[저장된 항목]
◇ ◇ ◇ ◇ ◇

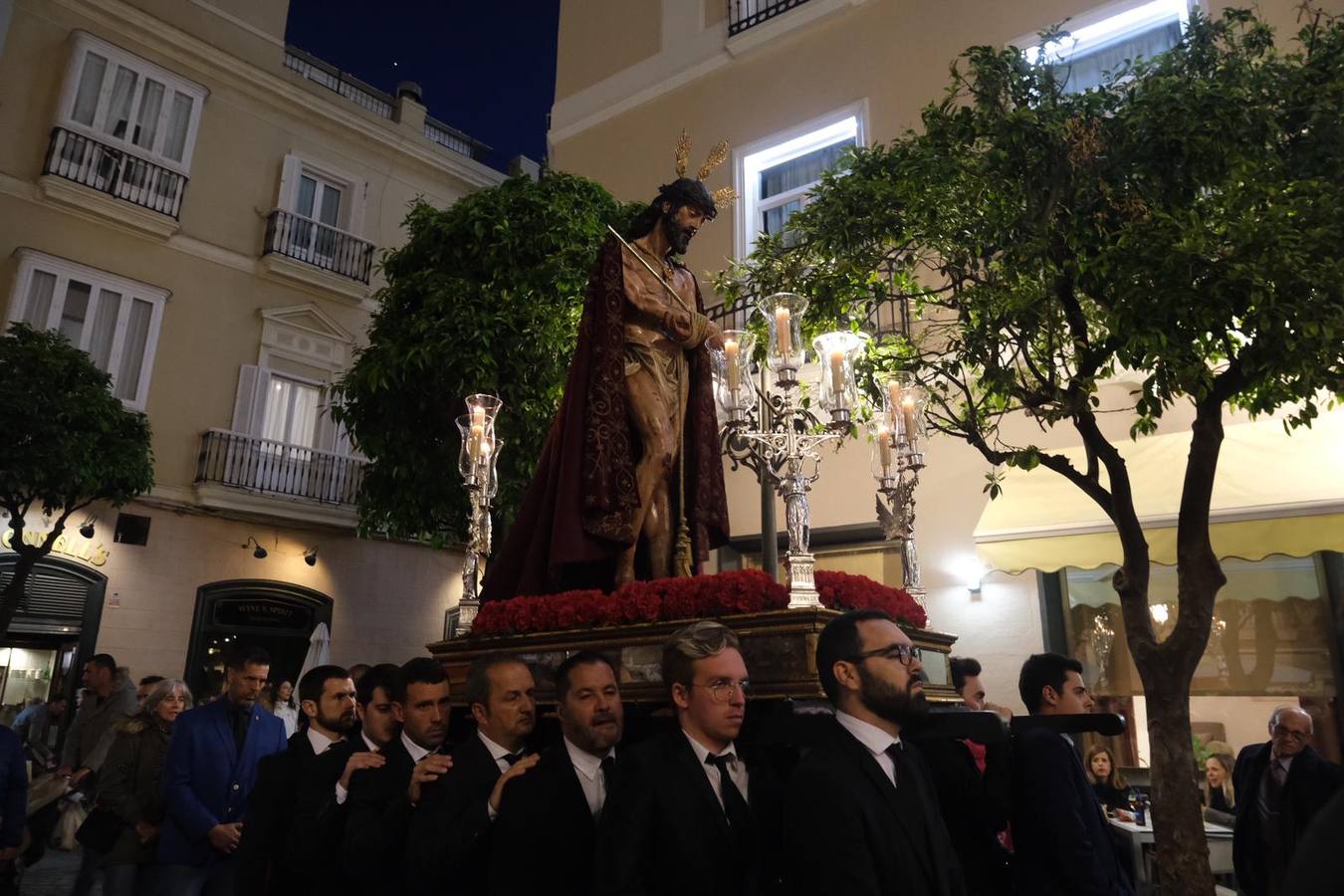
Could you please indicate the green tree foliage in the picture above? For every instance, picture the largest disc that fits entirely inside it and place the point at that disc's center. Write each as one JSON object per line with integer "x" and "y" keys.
{"x": 486, "y": 296}
{"x": 1183, "y": 222}
{"x": 68, "y": 443}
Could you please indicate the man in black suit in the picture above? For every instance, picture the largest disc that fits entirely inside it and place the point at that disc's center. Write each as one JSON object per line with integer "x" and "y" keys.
{"x": 975, "y": 788}
{"x": 380, "y": 799}
{"x": 692, "y": 814}
{"x": 863, "y": 817}
{"x": 1059, "y": 830}
{"x": 327, "y": 699}
{"x": 1279, "y": 787}
{"x": 319, "y": 822}
{"x": 449, "y": 842}
{"x": 553, "y": 811}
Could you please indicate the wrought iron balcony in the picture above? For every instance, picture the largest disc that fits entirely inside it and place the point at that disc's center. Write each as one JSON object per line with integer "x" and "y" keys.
{"x": 114, "y": 172}
{"x": 277, "y": 468}
{"x": 319, "y": 245}
{"x": 745, "y": 14}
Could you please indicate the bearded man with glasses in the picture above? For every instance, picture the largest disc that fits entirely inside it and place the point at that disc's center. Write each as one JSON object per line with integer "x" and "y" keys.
{"x": 692, "y": 811}
{"x": 1283, "y": 784}
{"x": 863, "y": 817}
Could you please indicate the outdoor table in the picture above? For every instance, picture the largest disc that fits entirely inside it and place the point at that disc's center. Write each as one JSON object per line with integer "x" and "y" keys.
{"x": 1139, "y": 841}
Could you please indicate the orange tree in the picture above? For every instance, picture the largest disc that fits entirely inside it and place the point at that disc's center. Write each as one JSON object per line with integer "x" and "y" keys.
{"x": 1182, "y": 222}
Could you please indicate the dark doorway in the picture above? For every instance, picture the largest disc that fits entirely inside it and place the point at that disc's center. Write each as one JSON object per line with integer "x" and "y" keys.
{"x": 273, "y": 615}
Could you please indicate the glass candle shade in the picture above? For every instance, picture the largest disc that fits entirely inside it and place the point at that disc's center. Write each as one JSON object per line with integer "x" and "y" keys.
{"x": 884, "y": 457}
{"x": 784, "y": 320}
{"x": 733, "y": 371}
{"x": 836, "y": 353}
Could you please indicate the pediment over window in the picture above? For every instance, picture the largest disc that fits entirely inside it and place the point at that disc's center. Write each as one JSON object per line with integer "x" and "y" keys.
{"x": 306, "y": 334}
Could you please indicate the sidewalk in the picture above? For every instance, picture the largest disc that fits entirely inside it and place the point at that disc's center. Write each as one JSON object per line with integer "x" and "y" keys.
{"x": 54, "y": 876}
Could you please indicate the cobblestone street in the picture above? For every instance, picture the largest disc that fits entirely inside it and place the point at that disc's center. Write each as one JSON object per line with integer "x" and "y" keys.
{"x": 53, "y": 876}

◇ ◇ ◇ ◇ ◇

위의 행 가운데 "Could you please indicate the sidewalk"이 포함된 행부터 맨 끝 행까지 전부를 한 글자도 바꾸지 말고 그대로 다시 적으십시오.

## 과제 결과
Could you please indicate the sidewalk in the picture above? For every instance, picture the largest disc that fits entirely inside it and place the point at that disc's center. Write each as one JSON object per line with integer "x" and "y" keys.
{"x": 54, "y": 876}
Could you please indicate the cobblestone street in the picture above? For every instance, picture the largest disc that fits entirely inside it and place the point at that disc's center. Write each as one JSON object per line with integer "x" and "y" keys.
{"x": 53, "y": 876}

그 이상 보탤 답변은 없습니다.